Can you echo the passage on Steven Pace word for word, everything from "Club career" down to "Premier League Championship."?
# start of EXCERPT
Steven Pace (born 6 March 1983) is an Australian footballer who plays for Heidelberg United FC.

Club career
Earlier in his career, Pace played for various Victorian teams, including South Melbourne, Essendon Royals and the Preston Lions. He has been described as a "utility" player, having played as a midfielder as well as a central defender. He played in the latter position for the Preston Lions in their successful 2007 campaign, when they won the Victorian Premier League Championship.

When the Melbourne Victory signed Pace in October 2007, coach Ernie Merrick said about him:
"Steven reads the game well, has excellent speed, good distribution and possesses great maturity"
He made his first appearance for the Melbourne Victory against the Central Coast Mariners on 4 November 2007. Pace departed the Victory in 2010, making 8 league appearances in his time there.
# end of EXCERPT
# start of ENTRIES PROVIDED
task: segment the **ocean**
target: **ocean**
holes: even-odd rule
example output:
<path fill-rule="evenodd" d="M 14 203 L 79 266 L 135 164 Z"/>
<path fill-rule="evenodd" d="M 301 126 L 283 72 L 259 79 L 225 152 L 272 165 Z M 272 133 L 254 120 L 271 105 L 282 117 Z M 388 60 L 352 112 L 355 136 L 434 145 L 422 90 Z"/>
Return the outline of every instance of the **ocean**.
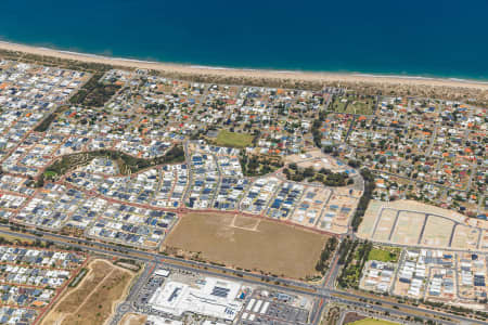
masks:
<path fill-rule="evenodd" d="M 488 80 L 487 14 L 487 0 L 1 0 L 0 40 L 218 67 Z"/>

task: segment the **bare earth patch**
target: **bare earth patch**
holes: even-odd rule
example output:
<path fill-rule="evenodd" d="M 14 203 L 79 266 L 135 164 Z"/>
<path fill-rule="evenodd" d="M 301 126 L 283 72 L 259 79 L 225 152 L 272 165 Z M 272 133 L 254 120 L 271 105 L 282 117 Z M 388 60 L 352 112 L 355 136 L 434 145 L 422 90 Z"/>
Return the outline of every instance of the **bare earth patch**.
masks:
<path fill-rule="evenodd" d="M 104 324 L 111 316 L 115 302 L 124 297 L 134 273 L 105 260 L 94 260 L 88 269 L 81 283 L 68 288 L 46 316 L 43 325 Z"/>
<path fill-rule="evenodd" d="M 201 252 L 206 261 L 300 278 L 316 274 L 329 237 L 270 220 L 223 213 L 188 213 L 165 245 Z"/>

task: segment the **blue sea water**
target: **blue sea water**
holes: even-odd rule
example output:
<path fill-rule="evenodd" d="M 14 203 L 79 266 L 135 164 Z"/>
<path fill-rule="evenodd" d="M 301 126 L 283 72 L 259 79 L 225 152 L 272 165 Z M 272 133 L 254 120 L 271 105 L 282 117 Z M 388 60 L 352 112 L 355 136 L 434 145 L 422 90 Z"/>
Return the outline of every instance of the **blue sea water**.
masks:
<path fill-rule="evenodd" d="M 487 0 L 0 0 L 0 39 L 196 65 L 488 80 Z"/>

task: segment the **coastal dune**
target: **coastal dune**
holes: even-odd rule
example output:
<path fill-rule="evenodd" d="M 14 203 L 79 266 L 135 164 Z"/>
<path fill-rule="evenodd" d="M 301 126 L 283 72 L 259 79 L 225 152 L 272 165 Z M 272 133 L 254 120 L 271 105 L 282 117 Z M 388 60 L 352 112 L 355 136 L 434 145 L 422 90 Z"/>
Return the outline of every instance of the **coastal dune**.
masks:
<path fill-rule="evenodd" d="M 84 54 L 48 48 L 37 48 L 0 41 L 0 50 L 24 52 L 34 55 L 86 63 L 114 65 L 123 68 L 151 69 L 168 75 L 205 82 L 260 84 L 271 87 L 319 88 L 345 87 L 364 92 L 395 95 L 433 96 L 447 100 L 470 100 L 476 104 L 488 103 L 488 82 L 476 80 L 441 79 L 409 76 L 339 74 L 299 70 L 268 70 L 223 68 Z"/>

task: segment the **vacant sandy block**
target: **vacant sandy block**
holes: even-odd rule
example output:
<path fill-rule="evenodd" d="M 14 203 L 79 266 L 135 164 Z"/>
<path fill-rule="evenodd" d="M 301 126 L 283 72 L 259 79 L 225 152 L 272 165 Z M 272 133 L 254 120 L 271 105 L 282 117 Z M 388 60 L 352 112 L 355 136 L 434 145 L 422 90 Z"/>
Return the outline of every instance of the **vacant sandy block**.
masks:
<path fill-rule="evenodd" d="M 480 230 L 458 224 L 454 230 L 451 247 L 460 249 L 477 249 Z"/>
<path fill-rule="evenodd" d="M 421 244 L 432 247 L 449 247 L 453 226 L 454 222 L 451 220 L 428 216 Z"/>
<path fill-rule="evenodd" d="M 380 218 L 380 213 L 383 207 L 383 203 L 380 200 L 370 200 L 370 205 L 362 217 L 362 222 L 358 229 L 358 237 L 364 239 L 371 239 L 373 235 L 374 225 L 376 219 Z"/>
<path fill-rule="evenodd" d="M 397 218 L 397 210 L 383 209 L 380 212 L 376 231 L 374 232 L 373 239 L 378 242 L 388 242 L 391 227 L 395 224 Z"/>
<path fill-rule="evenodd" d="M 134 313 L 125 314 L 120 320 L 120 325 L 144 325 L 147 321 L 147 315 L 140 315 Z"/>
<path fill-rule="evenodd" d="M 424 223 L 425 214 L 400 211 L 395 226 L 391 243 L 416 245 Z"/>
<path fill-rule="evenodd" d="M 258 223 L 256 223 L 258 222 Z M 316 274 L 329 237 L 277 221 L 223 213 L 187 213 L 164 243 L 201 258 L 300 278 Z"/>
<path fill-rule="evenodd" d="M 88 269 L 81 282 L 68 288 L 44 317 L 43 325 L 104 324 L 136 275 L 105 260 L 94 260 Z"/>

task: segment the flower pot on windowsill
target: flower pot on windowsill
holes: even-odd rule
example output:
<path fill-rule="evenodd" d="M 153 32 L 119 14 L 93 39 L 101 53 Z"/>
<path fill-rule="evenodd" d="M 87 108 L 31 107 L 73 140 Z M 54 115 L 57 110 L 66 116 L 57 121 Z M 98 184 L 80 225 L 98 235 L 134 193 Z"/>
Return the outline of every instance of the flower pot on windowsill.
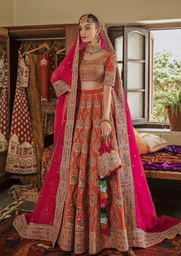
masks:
# end of ENTRIES PROVIDED
# start of ENTRIES PROVIDED
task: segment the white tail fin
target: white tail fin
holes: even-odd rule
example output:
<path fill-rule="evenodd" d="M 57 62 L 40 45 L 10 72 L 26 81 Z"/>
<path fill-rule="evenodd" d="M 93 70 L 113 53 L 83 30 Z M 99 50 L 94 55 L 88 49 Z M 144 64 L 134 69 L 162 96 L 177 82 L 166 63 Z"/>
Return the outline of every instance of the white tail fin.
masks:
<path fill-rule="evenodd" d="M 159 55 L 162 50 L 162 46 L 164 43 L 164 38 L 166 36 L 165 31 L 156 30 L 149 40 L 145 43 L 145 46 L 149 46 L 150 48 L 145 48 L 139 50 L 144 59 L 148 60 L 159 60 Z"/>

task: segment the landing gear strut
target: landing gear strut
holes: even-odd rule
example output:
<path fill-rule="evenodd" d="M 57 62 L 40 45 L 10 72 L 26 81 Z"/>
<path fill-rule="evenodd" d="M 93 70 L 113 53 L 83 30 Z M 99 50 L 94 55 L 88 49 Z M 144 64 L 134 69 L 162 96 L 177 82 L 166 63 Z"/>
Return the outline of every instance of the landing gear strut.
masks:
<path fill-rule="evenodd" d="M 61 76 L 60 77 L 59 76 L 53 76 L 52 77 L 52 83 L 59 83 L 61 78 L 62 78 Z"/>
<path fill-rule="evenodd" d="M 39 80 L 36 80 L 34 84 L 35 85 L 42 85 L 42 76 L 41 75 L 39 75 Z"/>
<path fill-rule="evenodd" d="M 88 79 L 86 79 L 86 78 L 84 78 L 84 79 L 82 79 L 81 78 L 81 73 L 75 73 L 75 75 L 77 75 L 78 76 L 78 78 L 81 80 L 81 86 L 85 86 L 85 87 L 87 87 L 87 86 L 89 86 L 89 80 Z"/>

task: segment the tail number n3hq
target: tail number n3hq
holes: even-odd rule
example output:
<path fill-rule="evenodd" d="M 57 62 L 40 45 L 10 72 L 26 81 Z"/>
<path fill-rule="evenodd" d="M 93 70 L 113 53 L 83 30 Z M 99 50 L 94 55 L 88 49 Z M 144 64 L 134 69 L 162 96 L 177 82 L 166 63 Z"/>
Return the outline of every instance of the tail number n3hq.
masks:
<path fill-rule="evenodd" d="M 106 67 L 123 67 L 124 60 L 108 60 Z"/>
# end of ENTRIES PROVIDED
## REPLY TO THE EXERCISE
Club career
Earlier in his career, Pace played for various Victorian teams, including South Melbourne, Essendon Royals and the Preston Lions. He has been described as a "utility" player, having played as a midfielder as well as a central defender. He played in the latter position for the Preston Lions in their successful 2007 campaign, when they won the Victorian Premier League Championship.